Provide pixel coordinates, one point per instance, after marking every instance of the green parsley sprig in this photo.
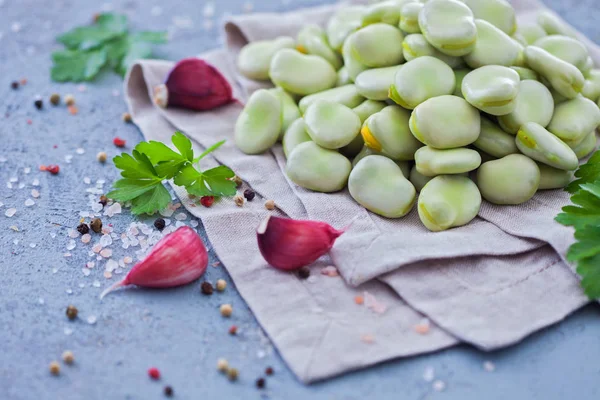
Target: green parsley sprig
(584, 216)
(105, 43)
(151, 163)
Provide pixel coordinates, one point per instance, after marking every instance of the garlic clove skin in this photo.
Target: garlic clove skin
(193, 84)
(177, 259)
(289, 244)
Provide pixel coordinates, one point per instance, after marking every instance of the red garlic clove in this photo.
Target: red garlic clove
(193, 84)
(289, 244)
(177, 259)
****************
## Written exercise
Express each line of the rows above as a two-column Markdown table headed "Number" and "Line," numbering the lines in order and omitting blank lines and pictures.

## Output for this exercise
| Number | Line |
|---|---|
| 1 | Provide pixel coordinates, one point per instance, after marking every instance of the green parsley sprig in this photo. |
| 2 | Target: green parsley sprig |
| 3 | (584, 216) |
| 4 | (105, 43) |
| 5 | (151, 163) |
| 6 | Provide pixel coordinates, one point per instance, after marking every instance of the garlic clove skin in this photo. |
| 7 | Target: garlic clove skin |
| 8 | (193, 84) |
| 9 | (177, 259) |
| 10 | (289, 244) |
| 11 | Provide pixel coordinates, one point per instance, after marking every instance of the red garlic clove in this photo. |
| 12 | Target: red garlic clove |
| 13 | (193, 84) |
| 14 | (289, 244) |
| 15 | (177, 259) |